Так обычно называется этот молодой член датской королевской семьи в исторической литературе; однако тут требуется небольшое, но важное для понимания русских событий уточнение. Когда читаешь: «принц», как бы само собой разумеется, что он – наследник королевства. Фактически же «принц» Вальдемар не имел права наследовать датский трон в обозримых ситуациях, так как был всего лишь сыном датского короля Христиана IV «от морганатического брака с графиней Кристиной Мунк» [87, с.245]; он и не стал королем после смерти отца. Таким образом, выдавая за него дочь, русский царь выигрывал очень мало в настоящем и в будущем (и знал, конечно, об этом), а расходы, вероятно, предполагал понести немалые на обзаведение хозяйства дочери при очень небогатом зяте. «Вальдемару обещали в приданое Суздальское и Ярославское княжества и свободу в деле религии. <…> Он получил самые формальные уверения в уважении к его вере, так же, как и обещание соорудить храм, в котором он мог бы свободно исполнять предписания протестантизма» [89, с.37]. А также «требовалось, чтоб королевичу не было никакого принуждения в вере, чтобы он зависел от одного только царя, чтобы удел, назначенный ему тестем, был наследственным, чтобы государь дополнял ему содержание денежным пособием, если доходов с удела будет мало. Царь на все дал согласие, уступал на вечные времена зятю Суздаль и Ярославль и вдобавок обещал дочери приданаго 300 000 рублей» [113, с.52]. Именно в XVII и XVIII вв. Ярославское княжество испытывало небывалый ранее торгово-экономический расцвет; отдав его зятю и его потомкам, царь Михаил Федорович, его потомки-преемники и русская казна лишились бы больших доходов. Несмотря на это, он, как кажется, в высшей степени желал этого брака (см. ниже) и употребил все усилия, какие мог, чтобы он совершился. Вероятно, он рассматривал его, как настоятельно необходимый России именно для прорыва международной изоляции. Навряд ли значительную роль в создании такой «напористости» царя могли сыграть просьбы дочери, даже самые усиленные.

Над чем поработать:
**1)** Переведите на английский язык предложение из отрывка о принце Вальдемаре: «Вероятно, он рассматривал его, как настоятельно необходимый России именно для прорыва международной изоляции».
**2)** Продолжите отрывок о принце Вальдемаре, начав сразу после его последнего предложения.

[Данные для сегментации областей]
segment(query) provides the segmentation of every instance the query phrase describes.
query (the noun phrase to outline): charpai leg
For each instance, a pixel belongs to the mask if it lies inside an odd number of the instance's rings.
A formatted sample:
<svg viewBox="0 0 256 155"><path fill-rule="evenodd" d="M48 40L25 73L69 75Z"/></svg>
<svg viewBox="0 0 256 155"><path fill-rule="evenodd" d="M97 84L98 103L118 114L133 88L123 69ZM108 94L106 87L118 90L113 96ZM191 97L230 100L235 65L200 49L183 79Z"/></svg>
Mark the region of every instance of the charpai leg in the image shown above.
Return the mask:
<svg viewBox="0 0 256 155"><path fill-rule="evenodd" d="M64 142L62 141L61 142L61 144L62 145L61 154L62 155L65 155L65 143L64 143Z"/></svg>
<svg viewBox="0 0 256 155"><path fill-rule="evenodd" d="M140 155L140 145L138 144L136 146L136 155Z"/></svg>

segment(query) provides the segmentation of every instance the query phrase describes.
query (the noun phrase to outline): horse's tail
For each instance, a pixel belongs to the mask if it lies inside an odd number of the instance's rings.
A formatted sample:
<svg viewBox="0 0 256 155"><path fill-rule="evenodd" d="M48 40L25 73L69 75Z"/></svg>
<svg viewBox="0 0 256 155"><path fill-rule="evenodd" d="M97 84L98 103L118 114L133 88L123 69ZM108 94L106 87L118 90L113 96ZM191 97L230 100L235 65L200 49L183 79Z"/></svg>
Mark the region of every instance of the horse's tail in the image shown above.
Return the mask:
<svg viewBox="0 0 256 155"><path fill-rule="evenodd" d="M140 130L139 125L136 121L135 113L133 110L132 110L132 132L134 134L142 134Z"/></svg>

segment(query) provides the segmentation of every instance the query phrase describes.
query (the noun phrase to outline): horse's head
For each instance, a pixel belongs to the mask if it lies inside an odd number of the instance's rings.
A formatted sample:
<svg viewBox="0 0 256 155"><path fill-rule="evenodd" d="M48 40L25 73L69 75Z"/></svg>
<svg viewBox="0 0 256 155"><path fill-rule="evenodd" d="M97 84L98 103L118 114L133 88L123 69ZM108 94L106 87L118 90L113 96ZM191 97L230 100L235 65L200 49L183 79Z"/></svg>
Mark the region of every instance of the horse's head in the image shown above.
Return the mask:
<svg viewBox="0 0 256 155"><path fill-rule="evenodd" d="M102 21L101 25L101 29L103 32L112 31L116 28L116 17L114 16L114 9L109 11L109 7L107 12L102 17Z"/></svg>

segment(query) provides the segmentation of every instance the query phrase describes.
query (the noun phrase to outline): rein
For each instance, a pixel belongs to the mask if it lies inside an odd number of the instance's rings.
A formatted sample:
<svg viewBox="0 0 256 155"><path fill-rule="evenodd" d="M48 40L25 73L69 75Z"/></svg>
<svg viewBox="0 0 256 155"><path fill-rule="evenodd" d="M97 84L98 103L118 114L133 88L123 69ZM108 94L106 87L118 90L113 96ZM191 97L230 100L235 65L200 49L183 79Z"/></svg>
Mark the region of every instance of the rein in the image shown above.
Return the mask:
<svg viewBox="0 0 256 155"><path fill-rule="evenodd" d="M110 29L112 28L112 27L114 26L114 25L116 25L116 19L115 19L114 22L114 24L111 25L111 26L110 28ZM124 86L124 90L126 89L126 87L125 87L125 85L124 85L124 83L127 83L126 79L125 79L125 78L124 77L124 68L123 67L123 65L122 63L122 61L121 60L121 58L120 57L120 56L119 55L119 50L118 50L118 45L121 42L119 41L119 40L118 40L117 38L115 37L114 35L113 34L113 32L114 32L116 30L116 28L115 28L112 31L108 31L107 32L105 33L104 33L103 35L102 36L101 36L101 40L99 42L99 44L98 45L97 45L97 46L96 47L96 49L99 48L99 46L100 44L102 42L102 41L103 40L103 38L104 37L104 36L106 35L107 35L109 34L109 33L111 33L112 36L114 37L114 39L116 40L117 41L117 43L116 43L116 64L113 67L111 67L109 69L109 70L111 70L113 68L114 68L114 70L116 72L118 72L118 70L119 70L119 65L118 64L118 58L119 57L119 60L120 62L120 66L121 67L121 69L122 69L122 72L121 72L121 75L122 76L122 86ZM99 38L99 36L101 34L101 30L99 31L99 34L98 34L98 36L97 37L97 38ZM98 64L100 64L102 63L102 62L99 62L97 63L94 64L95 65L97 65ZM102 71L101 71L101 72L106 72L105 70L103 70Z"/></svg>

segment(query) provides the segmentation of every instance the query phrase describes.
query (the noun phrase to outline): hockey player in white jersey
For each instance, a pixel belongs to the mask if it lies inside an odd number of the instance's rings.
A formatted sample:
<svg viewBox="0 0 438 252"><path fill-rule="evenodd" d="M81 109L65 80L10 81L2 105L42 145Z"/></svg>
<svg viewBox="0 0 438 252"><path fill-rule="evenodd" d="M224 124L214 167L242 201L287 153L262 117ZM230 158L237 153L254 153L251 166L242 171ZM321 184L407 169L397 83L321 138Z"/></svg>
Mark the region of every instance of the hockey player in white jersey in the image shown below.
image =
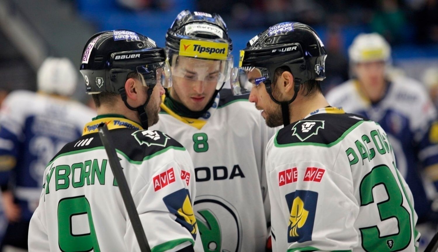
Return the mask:
<svg viewBox="0 0 438 252"><path fill-rule="evenodd" d="M38 205L46 166L95 115L69 98L77 74L67 58L49 58L37 72L38 92L13 92L2 106L0 184L10 221L4 245L27 248L29 222Z"/></svg>
<svg viewBox="0 0 438 252"><path fill-rule="evenodd" d="M98 116L46 169L29 231L31 252L140 251L97 126L113 139L154 252L193 251L194 171L190 155L156 123L162 85L170 85L164 49L134 31L94 35L81 72Z"/></svg>
<svg viewBox="0 0 438 252"><path fill-rule="evenodd" d="M274 131L247 96L222 89L233 62L225 24L216 14L184 10L167 32L166 49L173 84L153 128L169 132L193 160L204 249L264 252L264 152Z"/></svg>
<svg viewBox="0 0 438 252"><path fill-rule="evenodd" d="M240 55L233 90L251 90L268 125L285 125L266 148L273 250L415 252L417 216L393 148L374 122L329 106L314 31L279 24Z"/></svg>
<svg viewBox="0 0 438 252"><path fill-rule="evenodd" d="M432 207L438 188L436 110L421 83L387 73L391 48L380 35L359 35L349 55L354 77L331 90L327 100L374 121L387 132L397 168L413 196L420 247L427 245L438 224L438 213Z"/></svg>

Ответы:
**1)** He probably regarded it as urgently necessary for Russia precisely in order to break through its international isolation.

**2)**
Царь обещал, что «принуждения в вере королевичу не будет», тот прибыл со свитой (в ее состав были предусмотрительно включены его богословски образованные придворные) в Москву 21.01.1644 г. за невестой и «был принят с чрезвычайным почетом» [113, с.52]. Ему было оказано небывалое в Москве внимание. После совершенно исключительных жестов уважения со стороны царя, счастливого жениха, так сказать, ожидала полная неожиданность – предложение патр. Иосифа «верою соединиться», то есть принять православие, то есть креститься полным погружением, ибо «иначе законному браку быти никак нельзя». Вальдемар, крещеный, конечно, в младенчестве, как и все датчане – лютеране, обливанием (как это называли русские) и не желавший совершать над собой то, что русские называли крещением, а он считал перекрещиванием, решительно отказался и засобирался домой. Но его не отпустили и вынудили к длительной богословской дискуссии, в основном, по вопросу о действенности обливательного крещения. «Потеряв, наконец, терпение, он в мае пытался бежать, пробивая себе дорогу со шпагой в руке, но был только избит, убив одного стрельца. Христиан IV снарядил после этого два последовательных посольства, чтобы или добиться совершения брака соответственно уговору или возвращения принца, но и они не имели лучшаго успеха. В дело вмешалась и Польша» [89, с.38]. Несмотря на все это, прения (в которых обширную начитанность продемонстрировали сам королевич, его пастор Матвей Фельгабер и помогавшие ему литовский посол Гавриил Стемпковский и маршалок Адам Индрик Пенц) продолжились до смерти царя Михаила Федоровича 16.7.1645. (Интереснейшие подробности этого дела см. в [113, с.51-56]).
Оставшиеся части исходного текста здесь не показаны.